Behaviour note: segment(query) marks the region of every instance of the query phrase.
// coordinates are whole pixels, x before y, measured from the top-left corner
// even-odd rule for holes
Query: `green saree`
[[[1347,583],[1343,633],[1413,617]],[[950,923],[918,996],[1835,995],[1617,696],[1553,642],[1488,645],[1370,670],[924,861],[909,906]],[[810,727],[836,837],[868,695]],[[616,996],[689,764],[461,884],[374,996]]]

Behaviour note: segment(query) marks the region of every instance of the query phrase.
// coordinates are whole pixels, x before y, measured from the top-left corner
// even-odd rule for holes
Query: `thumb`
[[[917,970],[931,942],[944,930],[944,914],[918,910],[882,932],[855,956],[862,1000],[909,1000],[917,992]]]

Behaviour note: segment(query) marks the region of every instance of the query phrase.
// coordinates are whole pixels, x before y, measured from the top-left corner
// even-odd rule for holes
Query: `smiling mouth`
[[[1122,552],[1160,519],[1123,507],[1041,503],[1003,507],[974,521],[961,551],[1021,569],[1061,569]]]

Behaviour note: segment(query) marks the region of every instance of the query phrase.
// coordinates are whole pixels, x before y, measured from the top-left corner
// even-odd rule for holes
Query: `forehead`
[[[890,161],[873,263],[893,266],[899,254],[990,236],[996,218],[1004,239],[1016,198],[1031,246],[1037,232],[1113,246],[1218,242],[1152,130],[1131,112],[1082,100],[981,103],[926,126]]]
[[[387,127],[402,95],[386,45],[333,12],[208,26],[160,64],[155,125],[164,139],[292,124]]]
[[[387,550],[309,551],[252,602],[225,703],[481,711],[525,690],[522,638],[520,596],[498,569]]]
==*==
> _Task prompt_: Repeat the material word for word.

> _Response box_:
Behaviour note: segment(query) marks the region of every instance of the query phrase.
// coordinates are whole pixels, x before y, measured from the top-left corner
// even-odd rule for holes
Query: `green saree`
[[[1347,583],[1343,633],[1413,617]],[[950,923],[918,996],[1835,995],[1617,696],[1553,642],[1488,645],[1370,670],[924,861],[909,906]],[[810,727],[836,837],[868,695]],[[616,996],[689,764],[461,884],[374,996]]]

Behaviour note: segment(query) marks the region of every instance of the query phrase.
// coordinates are whole pixels, x before y, measured from the top-left corner
// even-odd rule for holes
Query: `thumb`
[[[917,970],[931,942],[944,930],[944,914],[918,910],[882,932],[855,956],[862,1000],[909,1000],[917,992]]]

Behaviour note: segment(query) marks the region of every instance of the query phrase.
// coordinates are whole pixels, x before y, measured from the top-left corner
// even-odd rule for holes
Query: `smiling mouth`
[[[1122,552],[1160,519],[1123,507],[1041,503],[1003,507],[974,521],[961,551],[1021,569],[1061,569]]]

Behaviour note: segment(query) marks the region of every instance of the query phrase.
// coordinates are whole pixels, x before y, measured from the top-left corner
// even-odd rule for holes
Query: `forehead`
[[[890,161],[873,263],[893,266],[899,254],[990,236],[996,218],[1004,239],[1016,198],[1031,246],[1037,232],[1113,246],[1218,242],[1152,130],[1131,112],[1082,100],[981,103],[926,126]]]
[[[387,127],[402,95],[386,45],[333,12],[208,26],[160,64],[155,125],[164,139],[292,124]]]
[[[387,550],[309,551],[252,602],[225,703],[481,711],[525,690],[522,638],[520,596],[498,569]]]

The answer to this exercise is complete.